WHAT NEEDS TO BE DONE: Retype all of the entries word for word.

-=-=-=-=-

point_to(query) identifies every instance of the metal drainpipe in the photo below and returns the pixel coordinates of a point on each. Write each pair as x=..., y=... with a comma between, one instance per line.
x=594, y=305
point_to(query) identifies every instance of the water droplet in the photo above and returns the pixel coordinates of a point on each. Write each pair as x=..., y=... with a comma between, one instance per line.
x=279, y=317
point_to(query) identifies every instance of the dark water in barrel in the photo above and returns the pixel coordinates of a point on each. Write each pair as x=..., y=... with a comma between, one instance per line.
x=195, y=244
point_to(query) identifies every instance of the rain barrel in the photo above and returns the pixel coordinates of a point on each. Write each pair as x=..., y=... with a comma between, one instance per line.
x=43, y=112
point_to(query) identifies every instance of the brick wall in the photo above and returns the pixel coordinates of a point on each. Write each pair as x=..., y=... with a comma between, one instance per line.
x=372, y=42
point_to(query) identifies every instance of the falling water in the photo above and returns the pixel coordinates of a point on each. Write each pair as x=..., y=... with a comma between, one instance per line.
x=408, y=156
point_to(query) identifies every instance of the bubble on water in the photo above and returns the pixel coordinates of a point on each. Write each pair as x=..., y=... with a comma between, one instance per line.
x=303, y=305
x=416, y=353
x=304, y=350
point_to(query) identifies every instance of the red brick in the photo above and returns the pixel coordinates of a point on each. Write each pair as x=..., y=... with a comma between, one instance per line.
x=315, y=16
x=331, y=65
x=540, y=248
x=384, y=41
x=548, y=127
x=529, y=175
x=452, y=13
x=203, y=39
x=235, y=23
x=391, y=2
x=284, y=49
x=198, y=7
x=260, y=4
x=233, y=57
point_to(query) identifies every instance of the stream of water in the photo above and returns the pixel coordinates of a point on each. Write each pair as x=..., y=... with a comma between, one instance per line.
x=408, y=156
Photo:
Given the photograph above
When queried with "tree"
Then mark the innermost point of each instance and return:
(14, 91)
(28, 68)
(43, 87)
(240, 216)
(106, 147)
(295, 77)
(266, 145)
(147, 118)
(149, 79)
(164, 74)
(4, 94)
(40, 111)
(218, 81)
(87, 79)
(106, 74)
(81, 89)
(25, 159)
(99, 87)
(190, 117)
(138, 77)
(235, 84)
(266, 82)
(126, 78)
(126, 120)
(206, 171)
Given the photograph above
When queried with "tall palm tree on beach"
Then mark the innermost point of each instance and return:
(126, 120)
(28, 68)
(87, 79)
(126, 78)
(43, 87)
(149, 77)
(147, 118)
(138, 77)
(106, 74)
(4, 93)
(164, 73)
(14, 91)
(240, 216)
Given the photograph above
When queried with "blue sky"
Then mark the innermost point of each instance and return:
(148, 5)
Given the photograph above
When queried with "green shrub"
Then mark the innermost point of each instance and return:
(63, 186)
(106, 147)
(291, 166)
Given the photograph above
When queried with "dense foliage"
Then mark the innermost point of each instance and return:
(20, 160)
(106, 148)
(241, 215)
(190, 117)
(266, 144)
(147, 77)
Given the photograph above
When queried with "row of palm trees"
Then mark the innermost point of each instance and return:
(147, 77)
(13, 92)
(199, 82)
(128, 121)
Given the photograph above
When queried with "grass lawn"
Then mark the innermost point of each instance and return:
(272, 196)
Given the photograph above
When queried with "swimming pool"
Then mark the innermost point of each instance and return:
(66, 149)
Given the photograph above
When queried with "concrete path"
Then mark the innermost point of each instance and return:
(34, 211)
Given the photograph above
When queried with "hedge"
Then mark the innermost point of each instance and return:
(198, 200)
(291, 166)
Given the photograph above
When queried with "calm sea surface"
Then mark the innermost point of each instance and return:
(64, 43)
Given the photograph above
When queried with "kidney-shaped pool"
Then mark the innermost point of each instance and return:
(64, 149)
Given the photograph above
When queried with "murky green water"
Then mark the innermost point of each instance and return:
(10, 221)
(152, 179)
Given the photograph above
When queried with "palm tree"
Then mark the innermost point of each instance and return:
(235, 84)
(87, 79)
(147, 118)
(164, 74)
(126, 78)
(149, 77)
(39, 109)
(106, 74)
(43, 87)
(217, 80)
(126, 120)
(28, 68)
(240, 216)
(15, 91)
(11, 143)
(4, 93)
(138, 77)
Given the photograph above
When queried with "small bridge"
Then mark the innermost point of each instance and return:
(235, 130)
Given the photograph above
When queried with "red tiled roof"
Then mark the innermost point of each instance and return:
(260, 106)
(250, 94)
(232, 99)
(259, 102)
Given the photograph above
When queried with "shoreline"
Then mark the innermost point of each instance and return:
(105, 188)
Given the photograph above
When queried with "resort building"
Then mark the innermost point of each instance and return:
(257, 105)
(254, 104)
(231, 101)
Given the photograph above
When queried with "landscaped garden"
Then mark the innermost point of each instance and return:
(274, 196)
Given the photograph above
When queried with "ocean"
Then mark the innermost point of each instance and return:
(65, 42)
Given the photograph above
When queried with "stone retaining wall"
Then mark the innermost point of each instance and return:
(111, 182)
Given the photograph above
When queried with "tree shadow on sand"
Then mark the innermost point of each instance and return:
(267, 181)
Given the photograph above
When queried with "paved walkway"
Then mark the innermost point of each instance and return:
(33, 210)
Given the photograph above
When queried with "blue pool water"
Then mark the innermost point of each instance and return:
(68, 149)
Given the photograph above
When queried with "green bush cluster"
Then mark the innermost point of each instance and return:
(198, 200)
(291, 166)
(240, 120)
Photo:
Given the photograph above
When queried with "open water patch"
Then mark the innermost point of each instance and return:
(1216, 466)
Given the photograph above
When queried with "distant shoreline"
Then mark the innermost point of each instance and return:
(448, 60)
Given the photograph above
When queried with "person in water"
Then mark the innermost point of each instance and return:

-=-=-=-=-

COMPLETED EXERCISE:
point_to(query) identifies every instance of the metal drainpipe in the photo below and returns the pixel coordinates of a point on each. Write each pair as x=..., y=... with a comma between, one instance per line.
x=594, y=305
point_to(query) identifies every instance of the water droplet in the photo above and returns the pixel coordinates of a point on each. Write each pair as x=..., y=... with a comma between, one instance per line.
x=279, y=317
point_to(query) identifies every instance of the dark water in barrel in the photo above and returns the pixel coordinates of a point on each. Write each pair as x=..., y=... with a comma between, one instance per line.
x=195, y=244
point_to(query) identifies every instance of the rain barrel in the photo above and returns the pixel coordinates of a point on each. Write each pair as x=..., y=... with a comma between, one instance per line.
x=43, y=112
point_to(query) identifies every instance of the brick wall in the photo above and returns the pixel coordinates of a point on each. Write each pair as x=..., y=... with a comma between, one instance per line.
x=372, y=42
point_to(query) identifies every instance of the falling water in the photo above and returns the pixel coordinates of a point on each. Write each pair as x=..., y=... with a comma between, one instance per line.
x=408, y=156
point_to(query) identifies every instance of the bubble on water in the photo above and returns the pixel coordinates of a point on each. Write each pair as x=..., y=... with a comma between, one instance per line.
x=303, y=305
x=416, y=353
x=304, y=350
point_to(query) identifies every instance of the red brick in the photo above and returns the pixel coordinates of a point on each. Write each pair as x=..., y=... with a comma between, one instance per line.
x=315, y=16
x=331, y=65
x=540, y=248
x=384, y=41
x=548, y=127
x=529, y=175
x=452, y=13
x=203, y=39
x=235, y=23
x=391, y=2
x=284, y=49
x=198, y=7
x=260, y=4
x=233, y=57
point_to(query) identifies every instance of the stream of water in the photo above and returns the pixel coordinates of a point on each. Write each pair as x=..., y=... with a comma between, one instance per line.
x=408, y=156
Photo:
Given the photograph above
When queried with "tree"
Then mark the innermost point of each instance and return:
(14, 91)
(28, 68)
(43, 87)
(240, 216)
(106, 147)
(295, 77)
(266, 145)
(147, 118)
(149, 79)
(164, 74)
(4, 94)
(40, 111)
(218, 81)
(87, 79)
(106, 74)
(81, 89)
(25, 159)
(99, 87)
(190, 117)
(138, 77)
(235, 84)
(266, 82)
(126, 78)
(126, 120)
(206, 171)
Given the photograph above
When queried with "tall palm tree on beach"
Then mark the innermost point of each instance and return:
(126, 120)
(28, 68)
(87, 79)
(126, 78)
(43, 87)
(149, 77)
(147, 118)
(138, 77)
(106, 74)
(4, 93)
(164, 73)
(14, 91)
(240, 216)
Given the photograph above
When queried with "blue sky"
Then mark the innermost point of each instance and return:
(148, 5)
Given the photograph above
When queried with "green shrub"
Then mark the innermost point of each instance and return:
(63, 186)
(106, 147)
(291, 166)
Given the photograph above
When queried with "dense foliage"
Then mark the innermost point of each instance and return:
(20, 160)
(106, 148)
(241, 215)
(190, 117)
(266, 144)
(147, 77)
Given the photograph above
When queried with "row of palm trees"
Then mark the innermost point of each instance and return:
(147, 77)
(13, 92)
(199, 82)
(128, 121)
Given the photograph above
When queried with "grass lawn"
Then mark the innermost point of each instance and return:
(272, 196)
Given the photograph above
When queried with "swimming pool"
Then mark the innermost point of each instance and return:
(66, 149)
Given the photograph above
When queried with "concrete path"
Then mark the innermost point of each instance and return:
(34, 211)
Given the photograph above
When queried with "hedge"
Then mark the innermost point of each instance and return:
(198, 200)
(291, 166)
Given the photograph above
When queried with "calm sea surface"
Then mark the innermost point of each instance and return:
(64, 43)
Given the photograph above
When queried with "kidney-shaped pool"
Then mark the innermost point of each instance and return:
(64, 149)
Given the photograph above
When queried with "murky green water"
Then mark the innermost point of each instance and return:
(10, 221)
(152, 179)
Given the photograph above
When queried with "palm tree"
Then mark the innermost point of each instance and return:
(235, 84)
(87, 79)
(147, 118)
(164, 74)
(126, 78)
(149, 77)
(39, 109)
(106, 74)
(43, 87)
(217, 80)
(126, 120)
(28, 68)
(240, 216)
(15, 91)
(11, 143)
(4, 93)
(138, 77)
Given the photograph above
When queried with "small bridge"
Then mark the innermost point of each instance and return:
(235, 130)
Given the photograph above
When queried with "red tiled roof"
Then mark the innermost point of each instance and return:
(260, 106)
(250, 94)
(232, 99)
(259, 102)
Given the photograph above
When queried with "shoreline"
Then mark the innermost point of each instance and return:
(105, 188)
Given the photograph above
When queried with "resort building"
Then mark the innermost point of each instance and return:
(257, 105)
(254, 104)
(231, 101)
Given the photograph above
When queried with "landscaped garden"
Then mark the innermost point of each instance and return:
(274, 196)
Given the photograph above
When queried with "ocean"
Then mark the innermost point of each instance and return:
(65, 42)
Given the photograph above
When queried with "stone retaining wall"
Then mark the innermost point of each instance and return:
(111, 182)
Given the photograph above
When queried with "tree shadow on sand"
Then mark the innermost point of each instance and return:
(267, 181)
Given the photograph above
When queried with "paved walkway"
Then mark the innermost point of each instance and return:
(33, 210)
Given the photograph above
When queried with "blue pool water"
Then mark the innermost point of each instance and return:
(68, 149)
Given the photograph above
When queried with "green bush cluster"
Then mark the innermost point of each instance and return:
(198, 200)
(291, 166)
(240, 120)
Photo:
Given the photograph above
When queried with "open water patch"
Then mark the innermost point of each instance and return:
(1216, 466)
Given the photograph above
When queried with "distant shoreline"
Then mark the innermost point of each instance and return:
(448, 60)
Given the photograph above
When queried with "person in water"
Then mark the innermost point of each instance and return:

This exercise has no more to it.